*** Block opens ***

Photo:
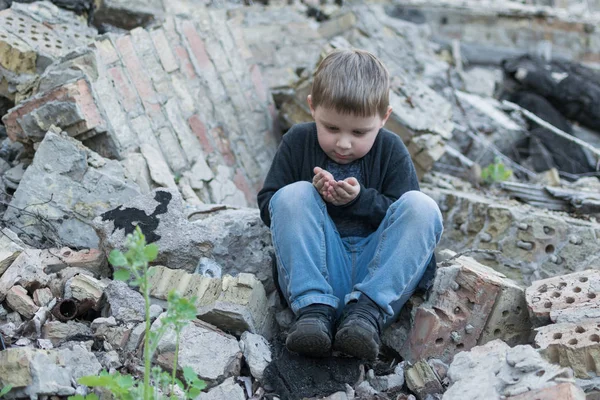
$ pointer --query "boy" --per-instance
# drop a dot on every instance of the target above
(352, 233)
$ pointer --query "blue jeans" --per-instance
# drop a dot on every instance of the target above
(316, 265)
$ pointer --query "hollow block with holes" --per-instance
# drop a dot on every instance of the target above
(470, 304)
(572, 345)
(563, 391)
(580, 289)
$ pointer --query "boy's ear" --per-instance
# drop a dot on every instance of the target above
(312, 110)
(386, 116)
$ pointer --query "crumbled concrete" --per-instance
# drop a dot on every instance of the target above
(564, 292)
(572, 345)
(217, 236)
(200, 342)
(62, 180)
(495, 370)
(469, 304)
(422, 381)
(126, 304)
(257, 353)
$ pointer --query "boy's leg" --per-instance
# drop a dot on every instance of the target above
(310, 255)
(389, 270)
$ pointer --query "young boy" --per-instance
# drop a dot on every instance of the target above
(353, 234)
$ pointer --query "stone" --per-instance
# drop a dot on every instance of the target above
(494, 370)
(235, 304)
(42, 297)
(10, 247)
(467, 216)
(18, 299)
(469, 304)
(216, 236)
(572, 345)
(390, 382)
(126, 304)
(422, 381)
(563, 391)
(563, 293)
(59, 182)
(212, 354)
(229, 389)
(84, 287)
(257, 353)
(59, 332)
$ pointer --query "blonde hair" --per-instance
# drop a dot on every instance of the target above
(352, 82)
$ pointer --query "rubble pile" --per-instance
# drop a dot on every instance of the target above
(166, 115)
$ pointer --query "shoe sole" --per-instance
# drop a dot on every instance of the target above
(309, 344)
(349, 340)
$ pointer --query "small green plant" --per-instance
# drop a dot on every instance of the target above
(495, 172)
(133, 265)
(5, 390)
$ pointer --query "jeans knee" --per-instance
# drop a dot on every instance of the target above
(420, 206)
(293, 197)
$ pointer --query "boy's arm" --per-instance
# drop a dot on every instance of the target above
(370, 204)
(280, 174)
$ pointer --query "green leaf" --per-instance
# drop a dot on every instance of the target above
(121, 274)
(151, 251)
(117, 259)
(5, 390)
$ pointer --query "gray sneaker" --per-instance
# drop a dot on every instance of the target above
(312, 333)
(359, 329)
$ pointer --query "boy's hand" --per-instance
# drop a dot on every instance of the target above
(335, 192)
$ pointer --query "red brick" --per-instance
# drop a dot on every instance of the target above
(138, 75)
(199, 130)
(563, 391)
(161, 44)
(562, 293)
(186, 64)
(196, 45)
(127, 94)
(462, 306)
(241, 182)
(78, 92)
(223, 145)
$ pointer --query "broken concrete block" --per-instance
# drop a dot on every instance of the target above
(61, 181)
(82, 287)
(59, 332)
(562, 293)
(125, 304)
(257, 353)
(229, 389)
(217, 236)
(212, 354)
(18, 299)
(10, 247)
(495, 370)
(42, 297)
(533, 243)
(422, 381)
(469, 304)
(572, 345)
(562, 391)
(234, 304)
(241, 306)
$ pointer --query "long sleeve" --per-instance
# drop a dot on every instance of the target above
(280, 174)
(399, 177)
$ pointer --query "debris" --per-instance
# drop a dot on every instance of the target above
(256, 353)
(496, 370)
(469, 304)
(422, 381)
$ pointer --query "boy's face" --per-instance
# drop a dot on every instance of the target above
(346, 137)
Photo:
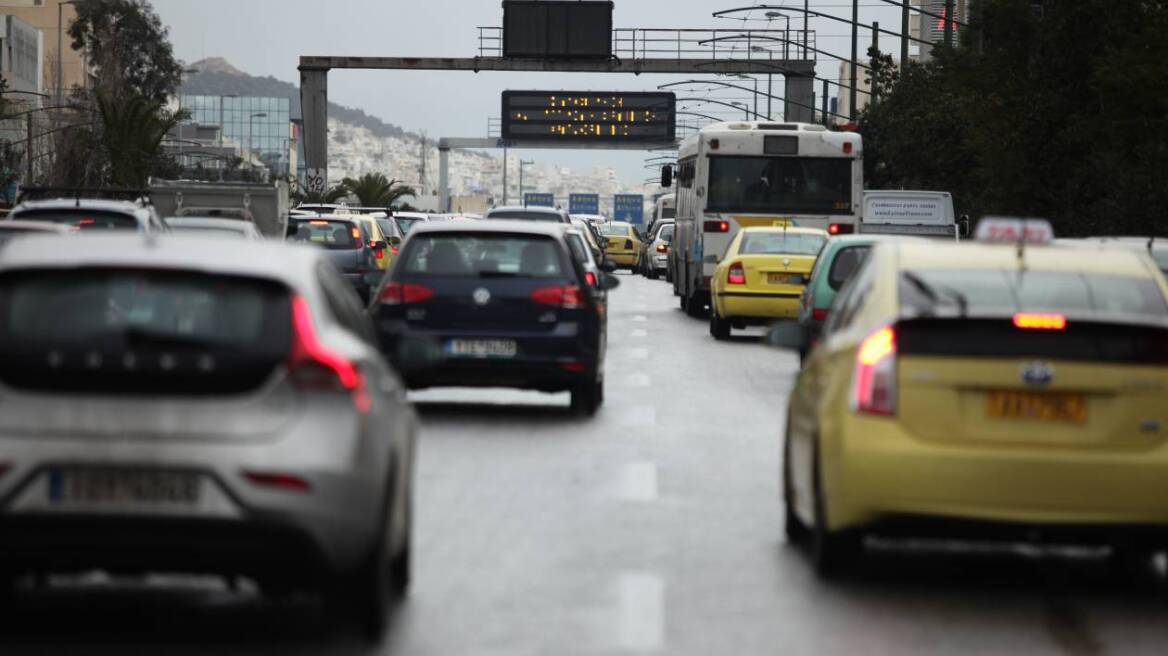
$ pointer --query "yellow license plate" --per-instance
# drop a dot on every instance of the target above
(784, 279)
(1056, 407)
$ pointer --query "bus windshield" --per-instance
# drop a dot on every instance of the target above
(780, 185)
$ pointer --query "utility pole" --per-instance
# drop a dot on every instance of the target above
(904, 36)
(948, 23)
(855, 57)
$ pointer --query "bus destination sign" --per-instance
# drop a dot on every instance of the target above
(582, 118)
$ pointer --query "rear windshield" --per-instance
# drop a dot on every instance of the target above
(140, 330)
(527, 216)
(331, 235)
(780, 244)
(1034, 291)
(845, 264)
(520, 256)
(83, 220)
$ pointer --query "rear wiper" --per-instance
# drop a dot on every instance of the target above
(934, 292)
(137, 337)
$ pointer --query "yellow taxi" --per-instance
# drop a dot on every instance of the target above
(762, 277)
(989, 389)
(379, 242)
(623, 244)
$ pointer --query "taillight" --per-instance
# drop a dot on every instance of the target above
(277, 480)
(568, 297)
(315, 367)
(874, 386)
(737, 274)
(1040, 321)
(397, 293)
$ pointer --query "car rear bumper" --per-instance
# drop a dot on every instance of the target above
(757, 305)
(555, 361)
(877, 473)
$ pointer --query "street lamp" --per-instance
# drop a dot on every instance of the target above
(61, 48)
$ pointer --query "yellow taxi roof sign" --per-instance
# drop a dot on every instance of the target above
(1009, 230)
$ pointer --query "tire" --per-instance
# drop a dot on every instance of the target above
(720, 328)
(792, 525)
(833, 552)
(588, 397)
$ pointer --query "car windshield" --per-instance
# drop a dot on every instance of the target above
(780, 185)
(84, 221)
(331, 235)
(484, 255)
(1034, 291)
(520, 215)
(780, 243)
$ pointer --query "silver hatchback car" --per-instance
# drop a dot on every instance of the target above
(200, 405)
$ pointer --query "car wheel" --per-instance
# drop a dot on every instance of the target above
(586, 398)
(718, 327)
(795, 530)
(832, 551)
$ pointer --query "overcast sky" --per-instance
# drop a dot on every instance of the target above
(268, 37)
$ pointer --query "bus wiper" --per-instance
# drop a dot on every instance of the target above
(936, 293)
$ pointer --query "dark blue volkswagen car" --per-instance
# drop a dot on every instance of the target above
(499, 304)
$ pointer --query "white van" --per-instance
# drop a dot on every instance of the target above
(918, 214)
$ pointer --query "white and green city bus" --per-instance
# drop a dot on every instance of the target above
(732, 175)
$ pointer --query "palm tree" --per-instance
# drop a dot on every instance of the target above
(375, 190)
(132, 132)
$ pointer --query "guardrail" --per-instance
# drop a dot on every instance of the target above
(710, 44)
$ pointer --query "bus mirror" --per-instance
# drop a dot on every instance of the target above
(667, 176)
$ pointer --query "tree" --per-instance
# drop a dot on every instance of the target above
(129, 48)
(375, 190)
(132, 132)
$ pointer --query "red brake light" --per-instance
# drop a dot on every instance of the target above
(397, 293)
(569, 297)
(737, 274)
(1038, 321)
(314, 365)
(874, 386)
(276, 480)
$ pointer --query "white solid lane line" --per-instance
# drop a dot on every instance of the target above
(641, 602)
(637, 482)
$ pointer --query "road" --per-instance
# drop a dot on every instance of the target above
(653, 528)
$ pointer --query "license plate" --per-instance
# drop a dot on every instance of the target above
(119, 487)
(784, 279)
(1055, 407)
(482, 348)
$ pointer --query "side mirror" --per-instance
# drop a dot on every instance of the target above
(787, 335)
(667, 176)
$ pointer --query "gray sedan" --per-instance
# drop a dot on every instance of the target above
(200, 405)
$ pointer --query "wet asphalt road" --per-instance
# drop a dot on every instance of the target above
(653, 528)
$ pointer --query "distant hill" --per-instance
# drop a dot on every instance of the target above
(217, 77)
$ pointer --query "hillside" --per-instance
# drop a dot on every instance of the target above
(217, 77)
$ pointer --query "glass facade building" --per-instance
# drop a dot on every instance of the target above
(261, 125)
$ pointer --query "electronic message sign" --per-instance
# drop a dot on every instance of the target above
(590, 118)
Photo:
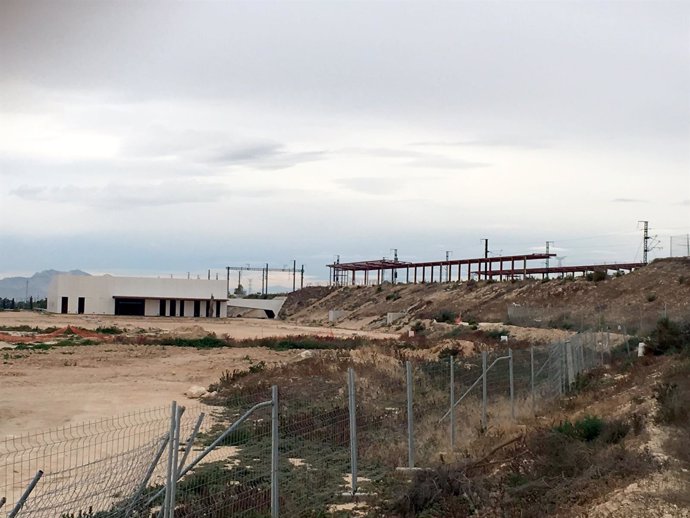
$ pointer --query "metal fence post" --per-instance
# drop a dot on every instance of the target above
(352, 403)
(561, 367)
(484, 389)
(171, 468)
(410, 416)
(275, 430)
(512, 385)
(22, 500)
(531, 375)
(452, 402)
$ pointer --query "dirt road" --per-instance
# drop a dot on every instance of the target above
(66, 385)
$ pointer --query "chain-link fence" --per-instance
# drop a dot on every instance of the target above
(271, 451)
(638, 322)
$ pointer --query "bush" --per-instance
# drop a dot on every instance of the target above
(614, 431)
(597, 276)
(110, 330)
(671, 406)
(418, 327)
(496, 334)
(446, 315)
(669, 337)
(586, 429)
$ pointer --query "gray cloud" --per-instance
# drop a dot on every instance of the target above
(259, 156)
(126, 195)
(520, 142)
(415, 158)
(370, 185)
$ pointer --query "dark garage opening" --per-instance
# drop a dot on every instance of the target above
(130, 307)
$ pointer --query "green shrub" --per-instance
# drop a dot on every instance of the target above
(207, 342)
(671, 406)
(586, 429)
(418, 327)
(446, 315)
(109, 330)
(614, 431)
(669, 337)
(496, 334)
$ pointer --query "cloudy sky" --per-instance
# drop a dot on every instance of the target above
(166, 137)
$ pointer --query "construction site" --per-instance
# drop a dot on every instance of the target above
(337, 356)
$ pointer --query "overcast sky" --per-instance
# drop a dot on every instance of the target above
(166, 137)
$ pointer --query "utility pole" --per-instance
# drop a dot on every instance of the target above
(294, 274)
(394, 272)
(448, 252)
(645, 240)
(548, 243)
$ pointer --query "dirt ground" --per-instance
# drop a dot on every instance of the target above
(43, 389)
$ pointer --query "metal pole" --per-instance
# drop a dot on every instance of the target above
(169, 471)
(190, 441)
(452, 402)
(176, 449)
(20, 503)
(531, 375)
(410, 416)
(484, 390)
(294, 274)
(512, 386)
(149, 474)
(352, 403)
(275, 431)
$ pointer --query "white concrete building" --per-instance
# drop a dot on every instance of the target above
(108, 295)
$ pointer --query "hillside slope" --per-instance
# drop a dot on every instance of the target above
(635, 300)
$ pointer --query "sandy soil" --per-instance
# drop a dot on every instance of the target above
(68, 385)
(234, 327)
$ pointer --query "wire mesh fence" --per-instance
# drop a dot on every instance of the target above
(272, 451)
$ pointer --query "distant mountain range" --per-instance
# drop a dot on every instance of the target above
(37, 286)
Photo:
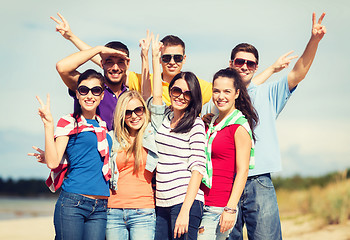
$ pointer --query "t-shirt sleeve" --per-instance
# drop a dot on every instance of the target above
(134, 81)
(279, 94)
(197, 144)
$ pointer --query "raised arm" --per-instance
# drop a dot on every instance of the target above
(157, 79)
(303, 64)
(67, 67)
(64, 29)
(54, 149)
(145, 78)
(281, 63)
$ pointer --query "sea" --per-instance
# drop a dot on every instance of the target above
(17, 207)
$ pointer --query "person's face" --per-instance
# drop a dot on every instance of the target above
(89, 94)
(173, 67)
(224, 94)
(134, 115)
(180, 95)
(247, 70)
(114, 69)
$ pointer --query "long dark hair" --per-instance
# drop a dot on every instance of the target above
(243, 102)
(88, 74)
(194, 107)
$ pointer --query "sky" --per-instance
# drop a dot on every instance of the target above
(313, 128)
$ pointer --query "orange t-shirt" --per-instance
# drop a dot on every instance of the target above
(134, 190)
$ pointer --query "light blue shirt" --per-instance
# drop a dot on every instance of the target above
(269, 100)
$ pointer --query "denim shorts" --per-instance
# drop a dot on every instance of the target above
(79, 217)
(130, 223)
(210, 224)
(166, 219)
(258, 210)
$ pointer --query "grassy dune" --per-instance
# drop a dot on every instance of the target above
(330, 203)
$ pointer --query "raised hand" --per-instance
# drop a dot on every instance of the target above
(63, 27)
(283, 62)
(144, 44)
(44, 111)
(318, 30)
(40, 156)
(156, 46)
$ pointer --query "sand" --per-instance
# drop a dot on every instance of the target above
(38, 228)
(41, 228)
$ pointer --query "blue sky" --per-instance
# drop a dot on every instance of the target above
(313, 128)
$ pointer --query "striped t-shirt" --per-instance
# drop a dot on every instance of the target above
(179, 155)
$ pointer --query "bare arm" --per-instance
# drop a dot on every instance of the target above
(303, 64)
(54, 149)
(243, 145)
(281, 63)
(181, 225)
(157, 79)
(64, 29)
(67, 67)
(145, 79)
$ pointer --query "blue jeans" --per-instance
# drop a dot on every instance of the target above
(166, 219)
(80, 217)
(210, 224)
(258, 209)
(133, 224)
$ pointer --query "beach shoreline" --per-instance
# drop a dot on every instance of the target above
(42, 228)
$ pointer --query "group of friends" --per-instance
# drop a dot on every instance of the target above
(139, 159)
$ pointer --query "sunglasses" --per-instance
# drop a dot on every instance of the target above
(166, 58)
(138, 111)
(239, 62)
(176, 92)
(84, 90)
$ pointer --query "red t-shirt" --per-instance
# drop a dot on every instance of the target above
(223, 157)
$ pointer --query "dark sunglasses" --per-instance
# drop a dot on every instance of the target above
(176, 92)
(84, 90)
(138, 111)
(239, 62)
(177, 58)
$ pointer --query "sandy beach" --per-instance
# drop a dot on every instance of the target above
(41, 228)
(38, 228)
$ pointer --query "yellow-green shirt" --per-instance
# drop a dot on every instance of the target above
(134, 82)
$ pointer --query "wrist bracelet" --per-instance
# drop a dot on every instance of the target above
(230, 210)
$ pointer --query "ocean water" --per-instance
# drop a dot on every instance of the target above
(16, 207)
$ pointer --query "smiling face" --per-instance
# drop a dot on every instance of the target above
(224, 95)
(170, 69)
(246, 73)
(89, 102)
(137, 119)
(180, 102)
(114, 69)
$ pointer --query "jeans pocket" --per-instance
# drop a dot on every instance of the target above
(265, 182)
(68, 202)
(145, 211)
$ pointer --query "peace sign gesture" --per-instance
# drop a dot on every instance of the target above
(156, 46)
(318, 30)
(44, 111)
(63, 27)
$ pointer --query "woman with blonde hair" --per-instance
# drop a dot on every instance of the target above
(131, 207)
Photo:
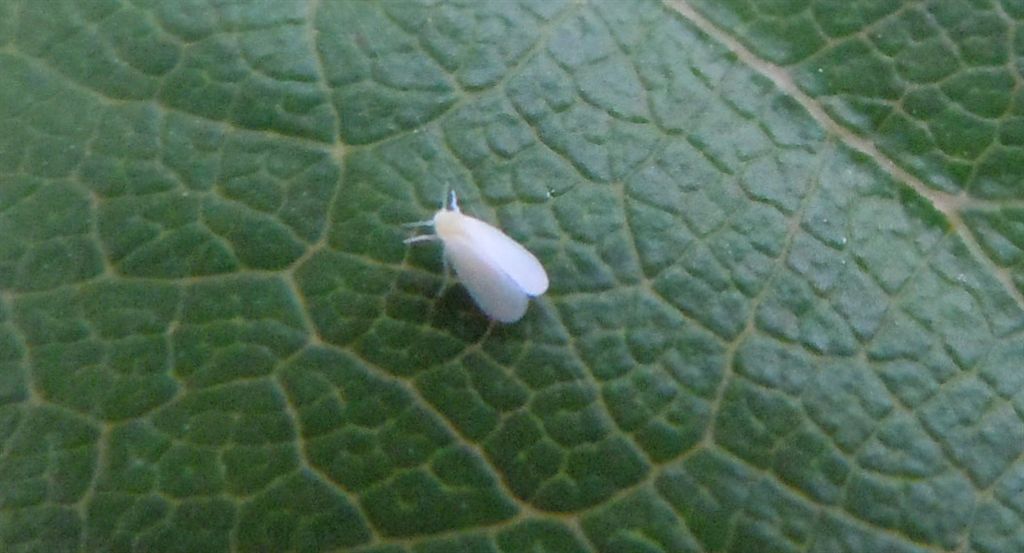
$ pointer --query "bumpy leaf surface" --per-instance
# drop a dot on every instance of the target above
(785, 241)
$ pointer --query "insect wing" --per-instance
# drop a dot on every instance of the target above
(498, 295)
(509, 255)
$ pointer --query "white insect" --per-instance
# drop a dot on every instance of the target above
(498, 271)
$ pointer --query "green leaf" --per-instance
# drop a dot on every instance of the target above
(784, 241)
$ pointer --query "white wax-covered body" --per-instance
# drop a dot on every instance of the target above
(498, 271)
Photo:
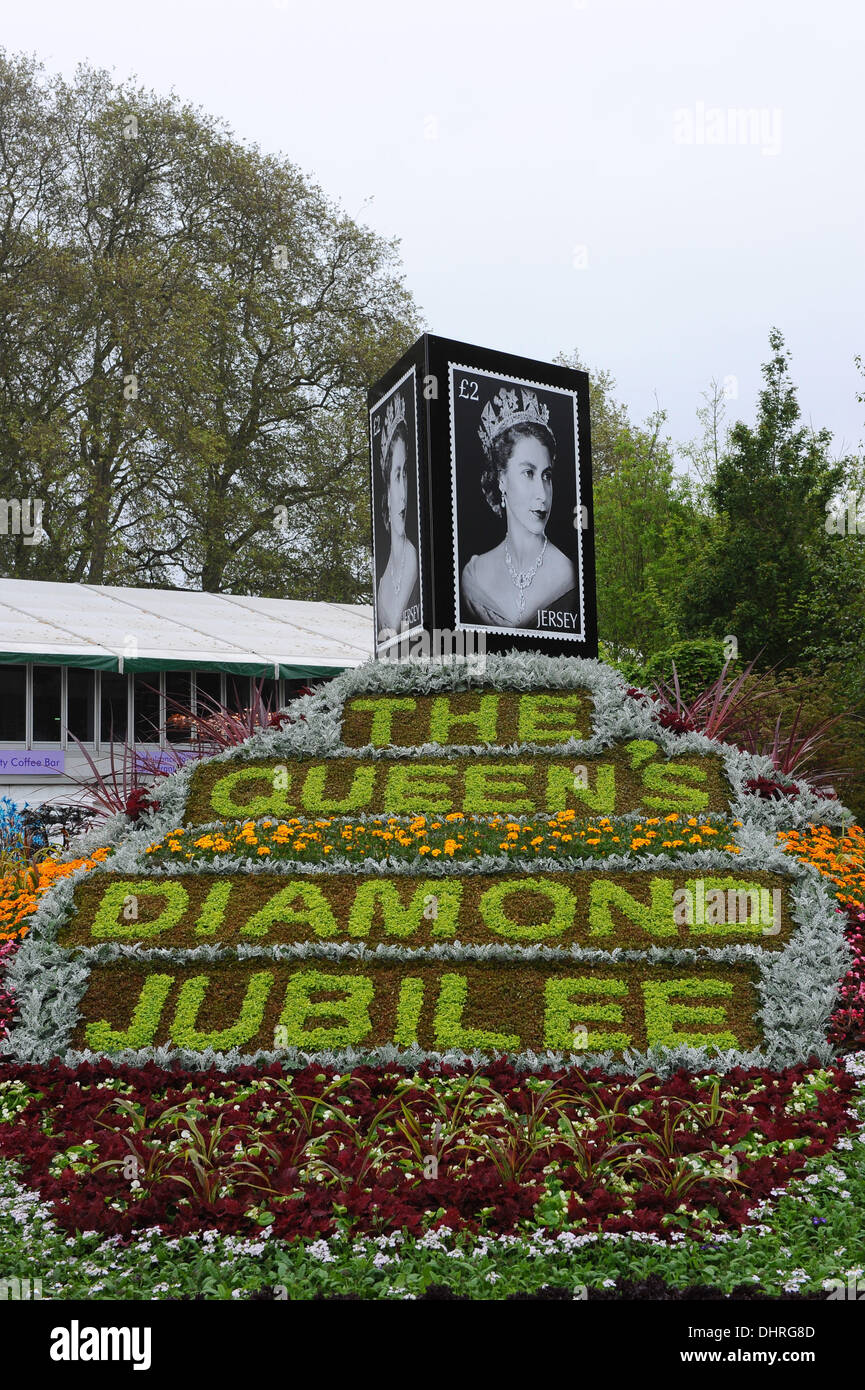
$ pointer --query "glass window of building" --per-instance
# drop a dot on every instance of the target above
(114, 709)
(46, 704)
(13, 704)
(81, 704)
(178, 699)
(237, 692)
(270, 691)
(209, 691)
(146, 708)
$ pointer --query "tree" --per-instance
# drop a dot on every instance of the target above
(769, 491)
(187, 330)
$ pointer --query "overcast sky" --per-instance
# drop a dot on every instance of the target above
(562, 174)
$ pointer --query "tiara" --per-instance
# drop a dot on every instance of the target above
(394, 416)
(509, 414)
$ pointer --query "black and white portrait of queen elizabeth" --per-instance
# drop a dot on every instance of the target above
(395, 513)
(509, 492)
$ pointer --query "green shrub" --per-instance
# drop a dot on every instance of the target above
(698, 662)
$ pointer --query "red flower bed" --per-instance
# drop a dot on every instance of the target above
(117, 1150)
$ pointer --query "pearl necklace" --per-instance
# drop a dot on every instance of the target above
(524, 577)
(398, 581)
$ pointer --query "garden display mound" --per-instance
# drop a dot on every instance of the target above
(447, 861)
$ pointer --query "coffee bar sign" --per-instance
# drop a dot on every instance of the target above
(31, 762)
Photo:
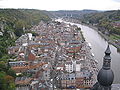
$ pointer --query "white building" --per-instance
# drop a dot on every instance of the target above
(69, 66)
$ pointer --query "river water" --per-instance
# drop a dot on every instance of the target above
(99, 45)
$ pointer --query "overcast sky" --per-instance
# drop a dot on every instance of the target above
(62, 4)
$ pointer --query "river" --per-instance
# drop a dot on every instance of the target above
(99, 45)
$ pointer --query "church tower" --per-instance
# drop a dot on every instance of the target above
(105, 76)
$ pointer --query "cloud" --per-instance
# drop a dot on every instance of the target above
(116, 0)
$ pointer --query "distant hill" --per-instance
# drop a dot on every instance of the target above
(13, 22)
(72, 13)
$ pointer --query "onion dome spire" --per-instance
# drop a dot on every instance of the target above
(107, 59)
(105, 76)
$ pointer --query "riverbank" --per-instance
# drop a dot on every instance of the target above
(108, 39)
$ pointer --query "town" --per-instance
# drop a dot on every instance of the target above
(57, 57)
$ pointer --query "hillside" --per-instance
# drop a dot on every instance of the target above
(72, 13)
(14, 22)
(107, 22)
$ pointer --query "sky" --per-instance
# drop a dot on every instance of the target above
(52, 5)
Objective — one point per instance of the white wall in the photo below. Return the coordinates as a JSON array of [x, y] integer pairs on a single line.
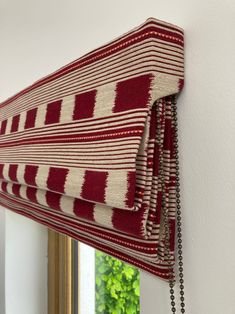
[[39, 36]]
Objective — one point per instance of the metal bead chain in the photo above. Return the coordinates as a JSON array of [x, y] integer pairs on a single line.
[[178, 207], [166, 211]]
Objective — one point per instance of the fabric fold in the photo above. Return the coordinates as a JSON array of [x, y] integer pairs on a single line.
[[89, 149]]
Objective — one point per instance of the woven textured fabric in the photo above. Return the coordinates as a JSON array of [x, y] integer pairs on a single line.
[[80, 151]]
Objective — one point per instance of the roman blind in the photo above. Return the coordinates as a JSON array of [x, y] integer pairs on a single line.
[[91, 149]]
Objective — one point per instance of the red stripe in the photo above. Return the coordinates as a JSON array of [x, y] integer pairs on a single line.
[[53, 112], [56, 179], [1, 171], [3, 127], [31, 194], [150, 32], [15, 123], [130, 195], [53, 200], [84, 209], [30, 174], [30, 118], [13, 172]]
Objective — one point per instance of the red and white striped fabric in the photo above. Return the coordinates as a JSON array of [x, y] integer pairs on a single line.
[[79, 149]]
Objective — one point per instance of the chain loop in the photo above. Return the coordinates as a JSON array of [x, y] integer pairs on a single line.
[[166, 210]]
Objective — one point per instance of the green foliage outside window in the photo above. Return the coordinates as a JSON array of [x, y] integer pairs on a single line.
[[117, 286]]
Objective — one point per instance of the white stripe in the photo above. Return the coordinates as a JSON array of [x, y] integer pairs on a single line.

*** Block closes ***

▶ [Exercise directions]: If a line in the data above includes the string "hair", copy it.

▶ [Output]:
$ pointer --query "blonde hair" --per-instance
$ pointer --query "long dark hair" --per-instance
$ pointer --query "woman with blonde hair" --per-instance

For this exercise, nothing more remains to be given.